WHAT THE EXERCISE ASKS ::
Print the records below once again, exactly as they were given.

== PROVIDED RECORDS

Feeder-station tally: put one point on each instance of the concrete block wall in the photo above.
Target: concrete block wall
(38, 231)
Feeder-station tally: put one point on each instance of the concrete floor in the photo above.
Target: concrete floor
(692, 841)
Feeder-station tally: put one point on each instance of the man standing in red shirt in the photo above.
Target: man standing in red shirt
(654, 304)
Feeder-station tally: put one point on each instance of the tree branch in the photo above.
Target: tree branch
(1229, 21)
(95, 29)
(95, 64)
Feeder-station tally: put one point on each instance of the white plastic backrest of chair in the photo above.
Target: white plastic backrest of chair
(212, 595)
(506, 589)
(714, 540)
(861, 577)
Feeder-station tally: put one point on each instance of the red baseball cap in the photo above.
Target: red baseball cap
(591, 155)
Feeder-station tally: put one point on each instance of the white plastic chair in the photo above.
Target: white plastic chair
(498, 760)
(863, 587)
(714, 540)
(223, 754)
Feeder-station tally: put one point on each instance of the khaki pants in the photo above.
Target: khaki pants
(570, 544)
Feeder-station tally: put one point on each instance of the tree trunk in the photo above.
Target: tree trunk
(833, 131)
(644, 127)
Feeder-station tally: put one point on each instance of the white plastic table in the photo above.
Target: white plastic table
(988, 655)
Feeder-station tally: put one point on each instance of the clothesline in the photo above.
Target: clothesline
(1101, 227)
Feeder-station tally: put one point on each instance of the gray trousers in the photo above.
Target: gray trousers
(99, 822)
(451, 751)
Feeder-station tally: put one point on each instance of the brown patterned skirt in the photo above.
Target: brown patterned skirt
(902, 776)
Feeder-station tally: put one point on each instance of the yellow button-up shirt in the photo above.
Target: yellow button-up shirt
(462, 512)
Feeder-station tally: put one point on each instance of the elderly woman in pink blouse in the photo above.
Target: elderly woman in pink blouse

====

EXPECTED OUTPUT ::
Feeder-station tally: put one point on each instance of the concrete block wall in the photo above.
Target: concrete block wall
(38, 231)
Feeder-station tally: put one point on each instance of the concrete floor in the photo above.
Target: concrete floor
(692, 841)
Feeder-station tally: put one point on each instance of the man standing in red shirt in the photo above.
Target: man standing in red shirt
(654, 304)
Feeder-station tally: put one point on each instance of the tree branch in the photo above.
Target: tree branch
(1229, 21)
(95, 29)
(95, 64)
Feeder-station tally: put one point on each instance of the white plastic backrest of chair in the photo above.
Target: white plastic backrest of chair
(212, 595)
(506, 589)
(714, 540)
(861, 577)
Feeder-station tally: put one point on each instance of the red baseball cap in the photo above.
Target: red baseball cap
(591, 155)
Feeder-station tally: put one point on each instance of the white plastic chair in the photo above.
Target: white plastic chair
(498, 760)
(863, 587)
(714, 540)
(223, 754)
Feeder-station tally: put one point on each instance of the khaki pants in the photo above.
Target: khaki pants
(570, 544)
Feeder-station tally: put one point on each instance of the tree trunk in the photo above.
Target: tree trunk
(833, 131)
(644, 127)
Feeder-station tally: put one point on each instance of the white plastic table in the photo above.
Target: white plastic table
(988, 655)
Feeder-station tally: put one point on each instance of the clothesline in the photo above.
Target: clothesline
(1101, 227)
Feeder-station tally: put one point on each instance of the gray trousers in the photo above.
Target: gray trousers
(99, 822)
(451, 751)
Feeder-station tally: put one point on each instance of the brown patterned skirt in the photo above.
Target: brown patterned skirt
(902, 776)
Feeder-station tally: put one point on each instance of the yellow button-up shirt in the photo above.
Target: yellow button-up shirt
(462, 512)
Feeder-station tally: put one point on each instance of the elderly woman in pink blouse in the photo above.
Target: elderly woman in pink blouse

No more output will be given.